_What is needed_. Count the lines below that contain the word "roof", and reply with the number alone.
--- BEGIN Supplied entries ---
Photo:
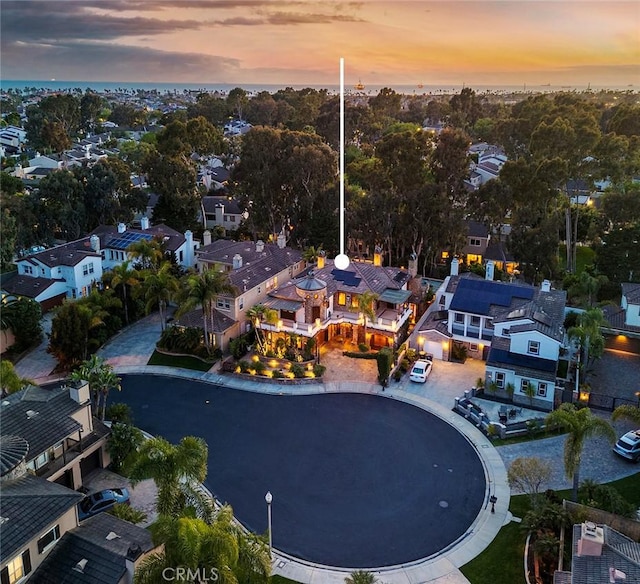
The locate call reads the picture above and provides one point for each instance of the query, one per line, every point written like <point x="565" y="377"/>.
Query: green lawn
<point x="183" y="362"/>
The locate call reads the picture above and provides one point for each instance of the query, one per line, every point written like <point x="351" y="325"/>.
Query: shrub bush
<point x="354" y="355"/>
<point x="318" y="370"/>
<point x="297" y="370"/>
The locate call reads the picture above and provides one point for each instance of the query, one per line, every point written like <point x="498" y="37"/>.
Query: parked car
<point x="420" y="371"/>
<point x="628" y="446"/>
<point x="101" y="501"/>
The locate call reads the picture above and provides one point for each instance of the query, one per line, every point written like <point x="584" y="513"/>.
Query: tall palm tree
<point x="367" y="306"/>
<point x="158" y="289"/>
<point x="218" y="547"/>
<point x="101" y="378"/>
<point x="258" y="313"/>
<point x="125" y="276"/>
<point x="10" y="381"/>
<point x="203" y="290"/>
<point x="174" y="468"/>
<point x="360" y="577"/>
<point x="580" y="424"/>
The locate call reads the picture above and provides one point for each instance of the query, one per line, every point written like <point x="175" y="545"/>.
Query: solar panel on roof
<point x="479" y="295"/>
<point x="124" y="240"/>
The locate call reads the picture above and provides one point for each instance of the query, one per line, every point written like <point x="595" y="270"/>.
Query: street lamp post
<point x="268" y="498"/>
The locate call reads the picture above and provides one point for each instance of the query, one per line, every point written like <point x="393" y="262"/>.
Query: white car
<point x="420" y="371"/>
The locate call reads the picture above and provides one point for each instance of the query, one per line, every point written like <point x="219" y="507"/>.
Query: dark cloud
<point x="59" y="21"/>
<point x="102" y="62"/>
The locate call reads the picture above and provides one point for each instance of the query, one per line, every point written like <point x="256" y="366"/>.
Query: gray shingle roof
<point x="106" y="557"/>
<point x="68" y="254"/>
<point x="27" y="286"/>
<point x="257" y="267"/>
<point x="41" y="416"/>
<point x="618" y="552"/>
<point x="29" y="504"/>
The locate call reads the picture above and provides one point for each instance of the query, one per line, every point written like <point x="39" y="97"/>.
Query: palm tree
<point x="627" y="412"/>
<point x="203" y="290"/>
<point x="218" y="547"/>
<point x="580" y="425"/>
<point x="258" y="313"/>
<point x="158" y="289"/>
<point x="10" y="381"/>
<point x="174" y="469"/>
<point x="101" y="378"/>
<point x="360" y="577"/>
<point x="367" y="306"/>
<point x="125" y="276"/>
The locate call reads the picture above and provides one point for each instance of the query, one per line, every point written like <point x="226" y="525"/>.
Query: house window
<point x="48" y="539"/>
<point x="17" y="568"/>
<point x="223" y="304"/>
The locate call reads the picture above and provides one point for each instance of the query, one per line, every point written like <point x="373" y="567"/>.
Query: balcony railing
<point x="384" y="321"/>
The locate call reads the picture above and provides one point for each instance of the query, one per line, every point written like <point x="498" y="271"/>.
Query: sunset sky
<point x="300" y="42"/>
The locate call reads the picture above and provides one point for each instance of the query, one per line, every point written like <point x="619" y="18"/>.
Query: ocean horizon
<point x="166" y="88"/>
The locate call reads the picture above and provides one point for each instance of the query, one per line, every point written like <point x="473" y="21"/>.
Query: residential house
<point x="324" y="304"/>
<point x="49" y="443"/>
<point x="102" y="549"/>
<point x="64" y="271"/>
<point x="64" y="442"/>
<point x="222" y="212"/>
<point x="254" y="269"/>
<point x="622" y="331"/>
<point x="112" y="242"/>
<point x="601" y="554"/>
<point x="516" y="328"/>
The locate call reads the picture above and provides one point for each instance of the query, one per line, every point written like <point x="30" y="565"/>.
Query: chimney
<point x="188" y="248"/>
<point x="282" y="240"/>
<point x="489" y="269"/>
<point x="79" y="391"/>
<point x="413" y="265"/>
<point x="377" y="256"/>
<point x="591" y="540"/>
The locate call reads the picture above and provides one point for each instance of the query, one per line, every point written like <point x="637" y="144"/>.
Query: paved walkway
<point x="130" y="350"/>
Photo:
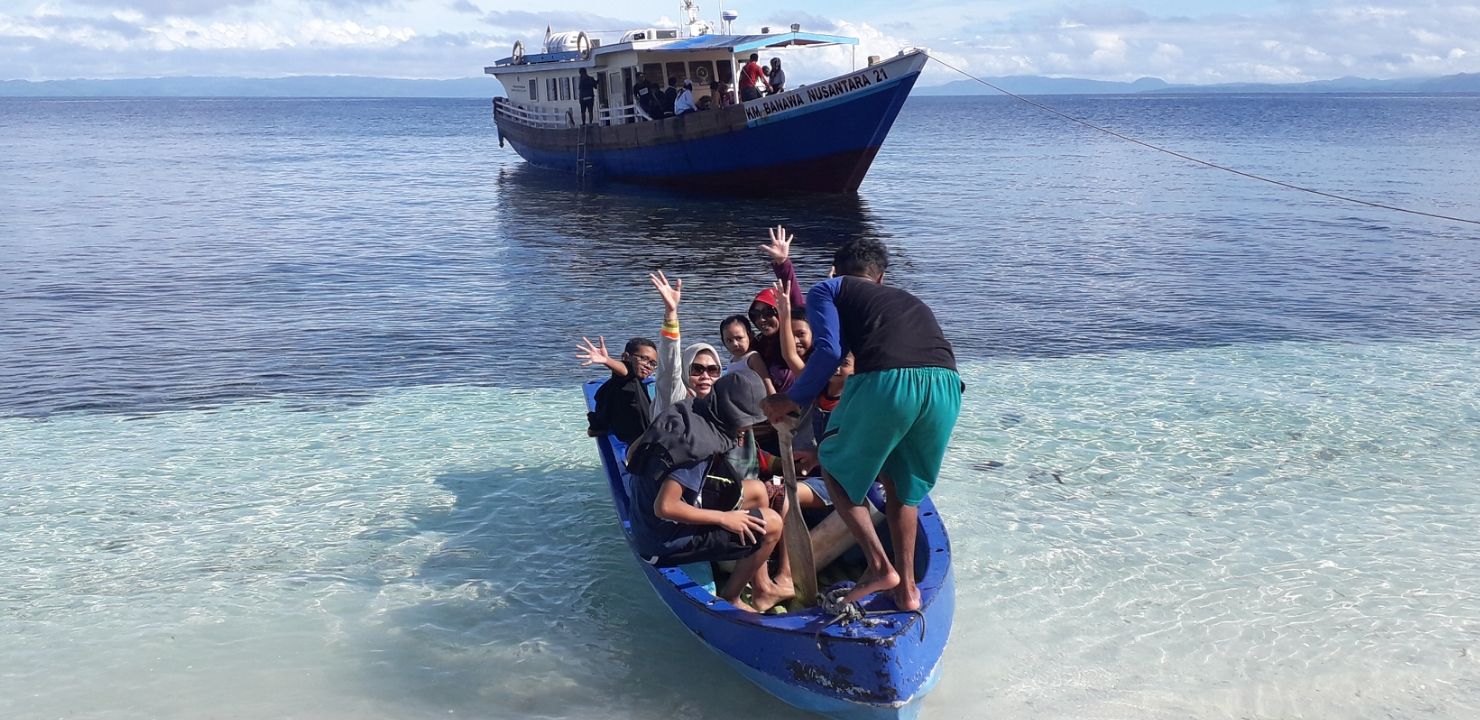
--- END Supplied entries ---
_Solution to this exercise_. 2